▶ _SHORT EXERCISE_
Convert the data below into a JSON list of strings, one string per line, skipping blank lines and leaving the pictures out.

* * * * * * *

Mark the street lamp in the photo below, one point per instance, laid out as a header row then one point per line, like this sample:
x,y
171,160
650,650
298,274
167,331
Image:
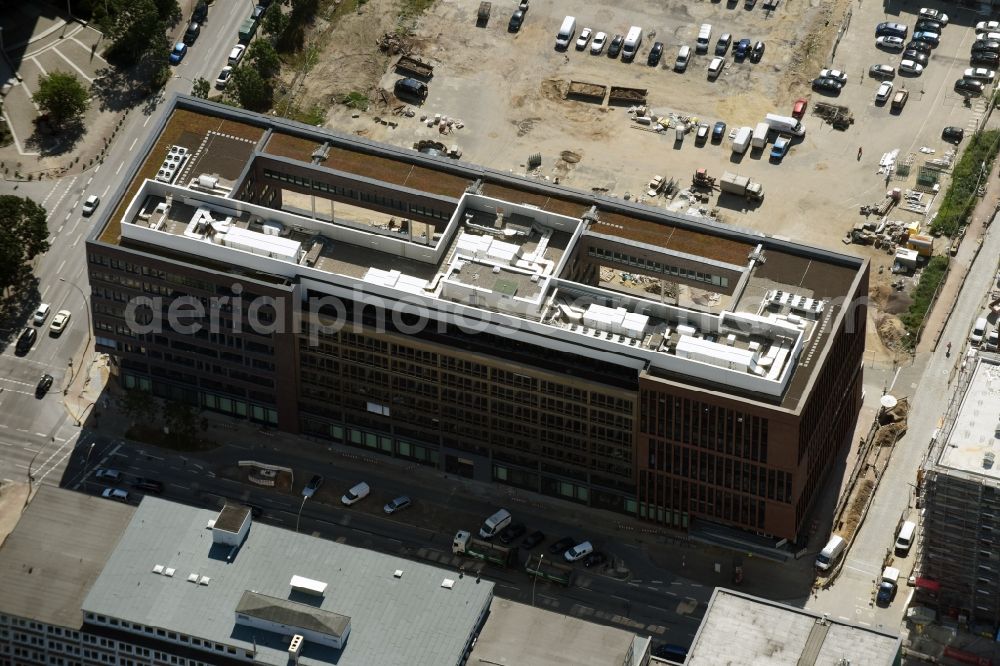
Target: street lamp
x,y
90,329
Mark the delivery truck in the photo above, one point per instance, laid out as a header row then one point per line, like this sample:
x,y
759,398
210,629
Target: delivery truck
x,y
741,186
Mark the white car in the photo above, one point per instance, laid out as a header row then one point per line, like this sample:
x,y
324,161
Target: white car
x,y
834,74
579,551
237,54
60,321
355,494
90,205
936,15
597,45
980,73
895,43
884,92
224,77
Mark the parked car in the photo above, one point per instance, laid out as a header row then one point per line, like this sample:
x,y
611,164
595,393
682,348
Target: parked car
x,y
596,46
313,485
980,73
722,46
969,86
835,74
884,92
116,494
178,53
718,131
936,15
882,71
533,540
355,494
742,49
512,532
579,551
953,134
890,43
616,46
43,386
60,322
562,545
25,341
827,84
397,504
90,205
109,474
655,54
889,29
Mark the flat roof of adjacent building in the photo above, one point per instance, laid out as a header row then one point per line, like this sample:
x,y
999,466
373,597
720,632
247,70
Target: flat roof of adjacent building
x,y
56,552
409,618
973,443
525,636
742,629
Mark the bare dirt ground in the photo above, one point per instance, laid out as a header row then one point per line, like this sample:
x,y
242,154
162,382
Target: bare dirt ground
x,y
508,91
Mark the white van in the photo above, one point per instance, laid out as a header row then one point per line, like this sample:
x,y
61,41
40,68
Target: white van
x,y
831,552
632,42
704,37
494,524
566,32
905,538
683,58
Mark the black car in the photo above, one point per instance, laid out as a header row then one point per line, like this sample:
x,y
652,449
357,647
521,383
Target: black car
x,y
44,384
616,46
562,545
655,54
953,134
25,341
533,540
516,19
828,84
149,485
915,56
511,532
969,86
718,131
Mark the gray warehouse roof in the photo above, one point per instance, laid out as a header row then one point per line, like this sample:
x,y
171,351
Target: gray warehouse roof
x,y
746,630
410,620
56,552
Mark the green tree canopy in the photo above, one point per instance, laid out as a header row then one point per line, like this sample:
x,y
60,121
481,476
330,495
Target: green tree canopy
x,y
23,236
62,97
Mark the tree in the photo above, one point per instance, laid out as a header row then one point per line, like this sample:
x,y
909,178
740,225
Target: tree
x,y
264,58
23,236
201,88
62,97
251,90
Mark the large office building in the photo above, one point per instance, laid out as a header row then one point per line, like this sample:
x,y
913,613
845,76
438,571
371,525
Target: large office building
x,y
510,330
85,581
959,539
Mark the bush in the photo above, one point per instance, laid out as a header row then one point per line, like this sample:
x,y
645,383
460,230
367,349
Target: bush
x,y
930,279
960,197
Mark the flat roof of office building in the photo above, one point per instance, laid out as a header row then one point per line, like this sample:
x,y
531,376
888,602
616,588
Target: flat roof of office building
x,y
56,552
742,629
410,618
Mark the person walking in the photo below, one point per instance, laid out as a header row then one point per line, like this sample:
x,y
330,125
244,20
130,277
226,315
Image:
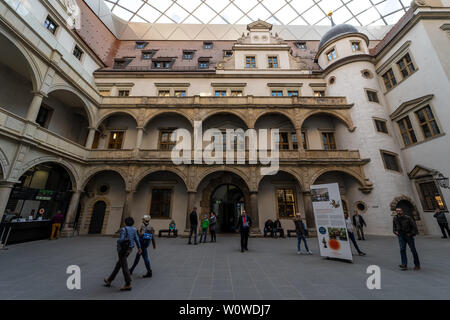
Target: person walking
x,y
302,233
359,223
193,218
125,244
405,228
205,225
146,235
56,225
351,234
212,226
442,222
244,224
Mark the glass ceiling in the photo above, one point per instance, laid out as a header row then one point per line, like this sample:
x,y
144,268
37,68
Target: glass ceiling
x,y
281,12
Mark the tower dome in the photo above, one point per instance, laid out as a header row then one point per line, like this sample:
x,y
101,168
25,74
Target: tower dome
x,y
335,32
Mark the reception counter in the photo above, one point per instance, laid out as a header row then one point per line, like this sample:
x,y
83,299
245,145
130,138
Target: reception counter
x,y
26,231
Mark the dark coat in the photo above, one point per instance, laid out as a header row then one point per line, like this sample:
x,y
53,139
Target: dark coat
x,y
404,225
193,218
440,217
241,223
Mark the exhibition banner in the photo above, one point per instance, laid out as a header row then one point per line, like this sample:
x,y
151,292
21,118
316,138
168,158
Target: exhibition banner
x,y
330,222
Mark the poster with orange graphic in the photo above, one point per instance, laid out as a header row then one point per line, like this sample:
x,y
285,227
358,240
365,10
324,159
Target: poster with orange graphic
x,y
330,222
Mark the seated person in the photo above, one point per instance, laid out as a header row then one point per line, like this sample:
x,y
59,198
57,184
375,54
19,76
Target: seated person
x,y
268,228
172,227
278,228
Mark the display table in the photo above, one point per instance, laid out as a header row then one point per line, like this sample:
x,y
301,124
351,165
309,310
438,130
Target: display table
x,y
26,231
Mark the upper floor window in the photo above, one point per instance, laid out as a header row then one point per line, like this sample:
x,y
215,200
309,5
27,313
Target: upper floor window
x,y
319,93
115,140
277,93
427,122
50,25
381,126
390,161
77,52
180,93
165,142
356,46
329,142
188,55
164,93
372,96
124,93
273,62
301,45
220,93
389,79
250,62
331,55
407,131
406,65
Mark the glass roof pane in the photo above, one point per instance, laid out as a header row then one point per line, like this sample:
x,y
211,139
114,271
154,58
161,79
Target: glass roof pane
x,y
292,12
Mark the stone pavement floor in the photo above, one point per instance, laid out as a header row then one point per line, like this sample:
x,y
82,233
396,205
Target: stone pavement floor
x,y
270,270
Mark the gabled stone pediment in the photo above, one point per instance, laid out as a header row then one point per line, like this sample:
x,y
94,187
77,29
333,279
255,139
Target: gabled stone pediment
x,y
421,171
405,107
259,25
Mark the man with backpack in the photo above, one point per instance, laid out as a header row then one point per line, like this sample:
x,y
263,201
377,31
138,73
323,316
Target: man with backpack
x,y
405,228
125,244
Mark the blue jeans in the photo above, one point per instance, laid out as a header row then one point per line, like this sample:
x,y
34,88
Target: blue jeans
x,y
403,240
352,238
299,241
144,246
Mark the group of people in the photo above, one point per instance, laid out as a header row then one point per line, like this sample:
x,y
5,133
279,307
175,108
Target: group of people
x,y
207,222
273,228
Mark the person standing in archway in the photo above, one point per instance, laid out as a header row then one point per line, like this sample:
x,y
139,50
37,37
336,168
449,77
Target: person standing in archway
x,y
244,224
405,229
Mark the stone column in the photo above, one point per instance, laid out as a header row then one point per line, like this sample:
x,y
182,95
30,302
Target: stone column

* * * * * * *

▶ _OUTPUT BELOW_
[
  "Mark the street lamp in the photo below, one point per instance, laid out as a header row then one point per line, like this sample:",
  "x,y",
  "171,160",
  "650,650",
  "298,274",
  "167,331",
  "Image:",
  "Target: street lamp",
  "x,y",
  "90,329",
  "Mark the delivery truck in the photo above, one point per instance, laid out as a header row then one point per line, like this sample:",
  "x,y",
  "759,398",
  "210,629",
  "Target: delivery truck",
  "x,y",
  "741,186",
  "Mark the white car in the photo above, one point per instance, laid out as a header row then one point per line, like this sample:",
  "x,y",
  "324,161",
  "Target: white car",
  "x,y",
  "834,74",
  "579,551",
  "237,54",
  "60,321",
  "355,494",
  "90,205",
  "936,15",
  "597,45",
  "980,73",
  "895,43",
  "884,92",
  "224,77",
  "Mark the parked car in the photo above, one point per instance, laid out as a header row then one point per line, like this sample:",
  "x,y",
  "611,164",
  "595,393",
  "682,348",
  "Target: parked car",
  "x,y",
  "596,46",
  "313,485",
  "980,73",
  "722,46",
  "969,86",
  "835,74",
  "884,92",
  "116,494",
  "178,53",
  "718,131",
  "936,15",
  "882,71",
  "533,540",
  "355,494",
  "742,49",
  "512,532",
  "579,551",
  "953,134",
  "890,43",
  "616,46",
  "43,386",
  "60,322",
  "562,545",
  "25,341",
  "827,84",
  "397,504",
  "90,205",
  "109,474",
  "655,54",
  "889,29",
  "Mark the flat roof of adjacent building in the photo above, one point per instance, laid out as a header row then one point per line, like this sample:",
  "x,y",
  "999,466",
  "373,597",
  "720,632",
  "247,70",
  "Target: flat roof of adjacent building",
  "x,y",
  "56,552",
  "409,618",
  "973,443",
  "525,636",
  "742,629",
  "Mark the bare dirt ground in the photo above, one point per instance, laid out as a header row then one point per line, like this sample:",
  "x,y",
  "242,154",
  "162,382",
  "Target: bare dirt ground",
  "x,y",
  "508,91",
  "Mark the white van in the photo above, one point per instance, laid out as a header row then one point per line, like this sample:",
  "x,y",
  "61,41",
  "40,68",
  "Target: white van",
  "x,y",
  "831,552",
  "632,42",
  "704,37",
  "494,524",
  "566,32",
  "905,538",
  "683,58",
  "Mark the black car in the photo above, one point per instance, laid out as a header row then one point per line, like this sample:",
  "x,y",
  "652,449",
  "357,647",
  "521,383",
  "Target: black car",
  "x,y",
  "44,384",
  "616,46",
  "562,545",
  "655,54",
  "953,134",
  "25,341",
  "533,540",
  "516,19",
  "828,84",
  "149,485",
  "915,56",
  "511,532",
  "969,86",
  "718,131",
  "Mark the gray warehouse roof in the photo above, one point per instance, laid out as a header row then one point per line, like this sample:",
  "x,y",
  "171,351",
  "Target: gray warehouse roof",
  "x,y",
  "746,630",
  "410,620",
  "56,552",
  "Mark the green tree canopy in the photo above, one point per instance, laid out as a header row then one point per line, like this sample:",
  "x,y",
  "60,121",
  "481,476",
  "330,495",
  "Target: green tree canopy",
  "x,y",
  "23,236",
  "62,97",
  "Mark the tree in the photo above, one point per instance, laid out as a header row then one point per line, like this sample:",
  "x,y",
  "909,178",
  "740,225",
  "Target: tree",
  "x,y",
  "264,58",
  "23,236",
  "201,88",
  "62,97",
  "251,90",
  "Mark the large office building in the photo above, one point per instance, laid out as a header row then one point per line, like this sample:",
  "x,y",
  "913,613",
  "845,76",
  "438,571",
  "371,525",
  "Target: large office building",
  "x,y",
  "510,330",
  "85,581",
  "959,539",
  "Mark the bush in the photo above, one point per instance, laid out as a header row then one point per line, like this sample:",
  "x,y",
  "645,383",
  "460,230",
  "367,349",
  "Target: bush",
  "x,y",
  "930,279",
  "960,197",
  "Mark the flat roof of office building in the photo above, one point per instance, laid out as a header row then one point per line, like this sample:",
  "x,y",
  "531,376",
  "888,602",
  "616,588",
  "Target: flat roof of office building",
  "x,y",
  "56,552",
  "742,629",
  "410,618",
  "Mark the person walking in the photo below, one point per instance, laid out as a header row then one point per line, like this sample:",
  "x,y",
  "330,125",
  "244,20",
  "130,277",
  "226,315",
  "Image:",
  "Target: person walking",
  "x,y",
  "302,233",
  "359,223",
  "193,218",
  "125,244",
  "405,228",
  "205,225",
  "146,235",
  "56,225",
  "351,234",
  "212,226",
  "442,222",
  "244,224",
  "Mark the glass ceiling in the photo above, one point per instance, laid out as a header row then one point per line, like this sample:",
  "x,y",
  "144,268",
  "37,68",
  "Target: glass ceiling",
  "x,y",
  "281,12",
  "Mark the tower dome in the photo above, one point per instance, laid out as a header row then one point per line, like this sample:",
  "x,y",
  "101,168",
  "25,74",
  "Target: tower dome",
  "x,y",
  "335,32",
  "Mark the reception counter in the photo above, one point per instance, laid out as a header row then one point per line, like this sample:",
  "x,y",
  "83,299",
  "245,145",
  "130,138",
  "Target: reception counter",
  "x,y",
  "26,231",
  "Mark the dark coat in the photo above, one point per instance, laid out as a header row then one point per line, like this sample:",
  "x,y",
  "53,139",
  "Target: dark coat",
  "x,y",
  "404,225",
  "193,218",
  "440,217",
  "241,223",
  "Mark the exhibition banner in the photo above, one point per instance, laid out as a header row then one point per line, like this sample:",
  "x,y",
  "151,292",
  "21,118",
  "316,138",
  "168,158",
  "Target: exhibition banner",
  "x,y",
  "330,222",
  "Mark the poster with orange graphic in the photo above, one point per instance, laid out as a header row then one point per line, like this sample:",
  "x,y",
  "285,227",
  "358,240",
  "365,10",
  "324,159",
  "Target: poster with orange graphic",
  "x,y",
  "330,222",
  "Mark the seated person in the photo above, one point per instance, laid out as a header row then one point per line, like this sample:",
  "x,y",
  "59,198",
  "57,184",
  "375,54",
  "19,76",
  "Target: seated person",
  "x,y",
  "268,228",
  "172,227",
  "278,228",
  "Mark the display table in the photo above, one point per instance, laid out as a header row then one point per line, like this sample:",
  "x,y",
  "301,124",
  "351,165",
  "309,310",
  "438,130",
  "Target: display table",
  "x,y",
  "26,231",
  "Mark the upper floor window in the photo above, one point per instance, laid out as a header row then one point per line, like this sample:",
  "x,y",
  "215,200",
  "309,5",
  "27,313",
  "Target: upper floor window",
  "x,y",
  "319,93",
  "115,140",
  "277,93",
  "427,122",
  "50,25",
  "381,126",
  "390,161",
  "77,52",
  "180,93",
  "165,142",
  "356,46",
  "329,142",
  "188,55",
  "164,93",
  "372,96",
  "124,93",
  "273,62",
  "301,45",
  "220,93",
  "389,79",
  "250,62",
  "331,55",
  "407,131",
  "406,65",
  "Mark the glass roof pane in the photo above, one point per instance, laid out as a header row then one point per line, like this sample:",
  "x,y",
  "211,139",
  "114,271",
  "154,58",
  "161,79",
  "Target: glass roof pane",
  "x,y",
  "292,12",
  "Mark the stone pavement floor in the photo above, one point per instance, laid out as a header row then one point per line, like this sample:",
  "x,y",
  "82,233",
  "396,205",
  "Target: stone pavement floor",
  "x,y",
  "270,270",
  "Mark the gabled stone pediment in the photo above, one point per instance, laid out as a header row then one point per line, like this sample:",
  "x,y",
  "94,187",
  "77,29",
  "333,279",
  "255,139",
  "Target: gabled stone pediment",
  "x,y",
  "421,171",
  "405,107",
  "259,25",
  "Mark the man with backpack in the photo above, one point per instance, laid out as a header row then one point per line, like this sample:",
  "x,y",
  "263,201",
  "377,31",
  "138,73",
  "323,316",
  "Target: man with backpack",
  "x,y",
  "405,228",
  "125,244",
  "Mark the blue jeans in the photo above, one point per instance, laid out as a header row then one point per line, like this sample:",
  "x,y",
  "34,88",
  "Target: blue jeans",
  "x,y",
  "403,240",
  "352,238",
  "299,241",
  "144,246",
  "Mark the group of people in the photo above, one point per instance, laid out as a header row then one point per line, like this sample:",
  "x,y",
  "5,133",
  "279,307",
  "175,108",
  "Target: group of people",
  "x,y",
  "207,222",
  "273,228",
  "Mark the person standing in archway in the photo above, one point per instance, laid out as a header row then one point per line, like this sample:",
  "x,y",
  "139,50",
  "37,37",
  "336,168",
  "449,77",
  "Target: person standing in archway",
  "x,y",
  "244,224",
  "405,229",
  "Mark the stone column in the photo above, one point per instance, laid out as a header row then one point per line, like this sample:",
  "x,y",
  "182,95",
  "30,302",
  "Target: stone column"
]